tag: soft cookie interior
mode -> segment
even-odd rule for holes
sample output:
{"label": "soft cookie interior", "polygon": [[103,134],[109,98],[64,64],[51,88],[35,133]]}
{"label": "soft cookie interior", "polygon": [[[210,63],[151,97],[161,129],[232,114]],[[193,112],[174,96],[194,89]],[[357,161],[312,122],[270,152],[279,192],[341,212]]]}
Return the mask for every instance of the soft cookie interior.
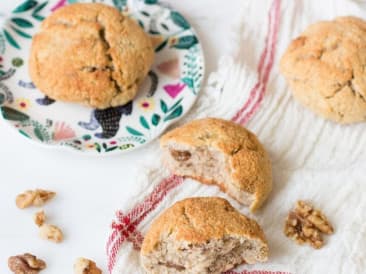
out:
{"label": "soft cookie interior", "polygon": [[189,146],[169,142],[163,147],[163,163],[175,174],[214,184],[238,202],[250,206],[254,195],[241,190],[231,178],[229,157],[208,146]]}

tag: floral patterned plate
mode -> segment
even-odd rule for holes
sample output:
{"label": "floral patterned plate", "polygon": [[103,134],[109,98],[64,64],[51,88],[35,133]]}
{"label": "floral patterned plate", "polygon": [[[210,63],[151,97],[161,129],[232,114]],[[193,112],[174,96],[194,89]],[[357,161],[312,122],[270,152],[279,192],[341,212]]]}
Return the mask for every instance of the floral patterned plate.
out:
{"label": "floral patterned plate", "polygon": [[204,73],[197,35],[180,13],[157,0],[99,0],[137,20],[151,35],[155,63],[138,96],[124,106],[96,110],[54,101],[31,82],[28,52],[42,20],[74,2],[91,0],[26,0],[14,5],[11,14],[0,15],[2,117],[23,136],[47,145],[99,155],[140,147],[181,118],[196,100]]}

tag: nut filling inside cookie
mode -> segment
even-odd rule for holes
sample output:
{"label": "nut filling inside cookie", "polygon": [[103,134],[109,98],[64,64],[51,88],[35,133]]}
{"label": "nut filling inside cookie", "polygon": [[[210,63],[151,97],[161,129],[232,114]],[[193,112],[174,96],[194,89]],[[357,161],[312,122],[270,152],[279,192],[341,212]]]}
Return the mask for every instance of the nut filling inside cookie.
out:
{"label": "nut filling inside cookie", "polygon": [[191,153],[189,151],[180,151],[180,150],[170,150],[170,154],[172,157],[178,162],[184,162],[191,158]]}
{"label": "nut filling inside cookie", "polygon": [[[260,250],[260,243],[240,237],[228,236],[194,245],[175,242],[173,238],[168,236],[156,252],[146,258],[145,267],[153,268],[155,272],[152,273],[165,273],[166,269],[171,271],[169,273],[202,273],[203,269],[204,273],[221,273],[245,262],[256,262],[260,260],[257,254],[265,252]],[[175,253],[168,250],[175,250]]]}
{"label": "nut filling inside cookie", "polygon": [[176,174],[217,185],[242,204],[249,206],[254,202],[253,194],[241,191],[231,183],[228,157],[213,148],[180,147],[175,144],[165,149],[163,161]]}

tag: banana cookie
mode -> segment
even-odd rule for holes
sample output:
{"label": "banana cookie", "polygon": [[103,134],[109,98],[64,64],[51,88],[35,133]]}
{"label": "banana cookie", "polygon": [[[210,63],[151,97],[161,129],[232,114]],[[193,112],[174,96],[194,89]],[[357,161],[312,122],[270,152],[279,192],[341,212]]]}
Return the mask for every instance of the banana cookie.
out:
{"label": "banana cookie", "polygon": [[343,124],[366,120],[366,22],[338,17],[310,25],[281,60],[294,97]]}
{"label": "banana cookie", "polygon": [[104,109],[132,100],[154,58],[149,36],[104,4],[67,5],[33,37],[29,72],[52,99]]}
{"label": "banana cookie", "polygon": [[166,133],[163,164],[174,174],[214,184],[259,208],[272,190],[269,157],[257,137],[231,121],[206,118]]}
{"label": "banana cookie", "polygon": [[152,223],[141,248],[150,274],[220,274],[267,259],[260,226],[218,197],[177,202]]}

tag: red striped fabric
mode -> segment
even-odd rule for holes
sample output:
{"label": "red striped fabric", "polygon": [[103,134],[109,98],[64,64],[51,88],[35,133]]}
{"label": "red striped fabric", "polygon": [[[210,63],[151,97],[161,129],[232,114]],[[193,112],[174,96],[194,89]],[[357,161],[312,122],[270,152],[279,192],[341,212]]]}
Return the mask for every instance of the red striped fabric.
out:
{"label": "red striped fabric", "polygon": [[[273,67],[276,43],[280,23],[280,4],[281,0],[274,0],[268,13],[268,31],[265,40],[265,47],[261,54],[258,64],[258,82],[250,91],[248,100],[243,107],[238,110],[232,121],[244,125],[258,110],[266,92],[269,76]],[[250,109],[249,106],[251,106]],[[123,214],[121,211],[116,213],[116,221],[112,223],[112,233],[108,238],[106,251],[108,256],[108,270],[112,272],[118,252],[122,244],[131,242],[138,251],[143,241],[141,232],[137,229],[138,225],[153,211],[166,197],[166,195],[183,183],[183,178],[171,175],[159,183],[152,193],[143,202],[137,204],[130,212]],[[290,274],[288,272],[273,271],[228,271],[225,274]]]}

● **Problem to work on**
Transcribe each entry exactly; images stay out.

● **Solution to this task**
tag: soft cookie interior
mode -> segment
even-odd rule for holes
sample output:
{"label": "soft cookie interior", "polygon": [[103,134],[109,98],[64,64],[51,88],[35,133]]}
{"label": "soft cookie interior", "polygon": [[[210,63],[151,97],[161,129],[232,114]],[[193,112],[174,96],[194,89]],[[357,161],[312,122],[270,152],[279,192],[341,212]]]}
Return the mask for every instance of the soft cookie interior.
out:
{"label": "soft cookie interior", "polygon": [[189,146],[169,142],[163,147],[163,163],[175,174],[214,184],[238,202],[250,206],[254,195],[241,190],[231,178],[229,157],[208,146]]}

tag: floral patterned plate
mode -> segment
even-odd rule for holes
sample output:
{"label": "floral patterned plate", "polygon": [[103,134],[109,98],[64,64],[51,88],[35,133]]}
{"label": "floral patterned plate", "polygon": [[[210,63],[151,97],[161,129],[232,114]],[[193,112],[174,96],[194,89]],[[357,161],[312,122],[270,152],[279,192],[341,212]]]}
Return the mask for every instance of the floral patterned plate.
out:
{"label": "floral patterned plate", "polygon": [[204,73],[197,35],[180,13],[157,0],[99,0],[137,20],[151,35],[155,63],[138,96],[124,106],[96,110],[54,101],[31,82],[28,52],[42,20],[74,2],[91,0],[26,0],[14,5],[11,14],[0,15],[2,117],[23,136],[47,145],[99,155],[140,147],[181,118],[196,100]]}

tag: nut filling inside cookie
mode -> segment
even-odd rule for holes
sample output:
{"label": "nut filling inside cookie", "polygon": [[103,134],[109,98],[64,64],[51,88],[35,133]]}
{"label": "nut filling inside cookie", "polygon": [[[210,63],[151,97],[161,129],[232,114]],[[193,112],[174,96],[194,89]],[[357,161],[312,122],[270,152],[279,192],[341,212]]]}
Return the mask for every instance of the nut filling inside cookie.
out:
{"label": "nut filling inside cookie", "polygon": [[191,153],[189,151],[180,151],[180,150],[170,150],[170,154],[172,157],[178,162],[184,162],[191,158]]}
{"label": "nut filling inside cookie", "polygon": [[[260,250],[260,243],[240,237],[228,236],[194,245],[175,242],[173,238],[168,236],[156,252],[146,258],[145,267],[153,268],[155,272],[152,273],[165,273],[166,269],[171,271],[169,273],[202,273],[203,269],[204,273],[221,273],[245,262],[256,262],[260,260],[257,254],[265,252]],[[175,253],[168,250],[175,250]]]}
{"label": "nut filling inside cookie", "polygon": [[176,174],[217,185],[242,204],[249,206],[254,202],[253,194],[241,191],[231,183],[228,157],[213,148],[180,147],[175,144],[165,149],[163,161]]}

tag: banana cookie
mode -> segment
even-odd rule for holes
sample output:
{"label": "banana cookie", "polygon": [[103,134],[109,98],[64,64],[51,88],[35,133]]}
{"label": "banana cookie", "polygon": [[[210,63],[151,97],[161,129],[232,114]],[[193,112],[174,96],[194,89]],[[357,161],[312,122],[270,152],[279,192],[341,212]]]}
Return the mask for every instance of the banana cookie.
out:
{"label": "banana cookie", "polygon": [[343,124],[366,120],[366,22],[338,17],[310,25],[281,60],[294,97]]}
{"label": "banana cookie", "polygon": [[104,109],[132,100],[154,58],[149,36],[104,4],[67,5],[33,37],[29,72],[52,99]]}
{"label": "banana cookie", "polygon": [[166,133],[163,164],[174,174],[214,184],[259,208],[272,190],[269,157],[257,137],[231,121],[206,118]]}
{"label": "banana cookie", "polygon": [[152,223],[141,248],[150,274],[220,274],[267,259],[260,226],[218,197],[177,202]]}

tag: red striped fabric
mode -> segment
even-odd rule for holes
sample output:
{"label": "red striped fabric", "polygon": [[103,134],[109,98],[64,64],[51,88],[35,133]]}
{"label": "red striped fabric", "polygon": [[[210,63],[151,97],[161,129],[232,114]],[[193,112],[174,96],[194,89]],[[357,161],[312,122],[270,152],[279,192],[341,212]]]}
Return the mask for every instance of the red striped fabric.
out:
{"label": "red striped fabric", "polygon": [[[273,67],[276,43],[280,23],[280,4],[281,0],[274,0],[268,13],[268,31],[265,40],[265,47],[261,54],[258,64],[258,82],[250,91],[248,100],[243,107],[238,110],[232,121],[244,125],[258,110],[266,92],[269,76]],[[250,109],[249,106],[251,106]],[[123,214],[121,211],[116,213],[116,221],[112,223],[112,233],[108,238],[106,251],[108,256],[108,270],[112,272],[118,252],[122,244],[131,242],[138,251],[143,241],[141,232],[137,229],[138,225],[153,211],[166,197],[166,195],[183,183],[183,178],[171,175],[159,183],[152,193],[143,202],[137,204],[130,212]],[[290,274],[288,272],[273,271],[228,271],[225,274]]]}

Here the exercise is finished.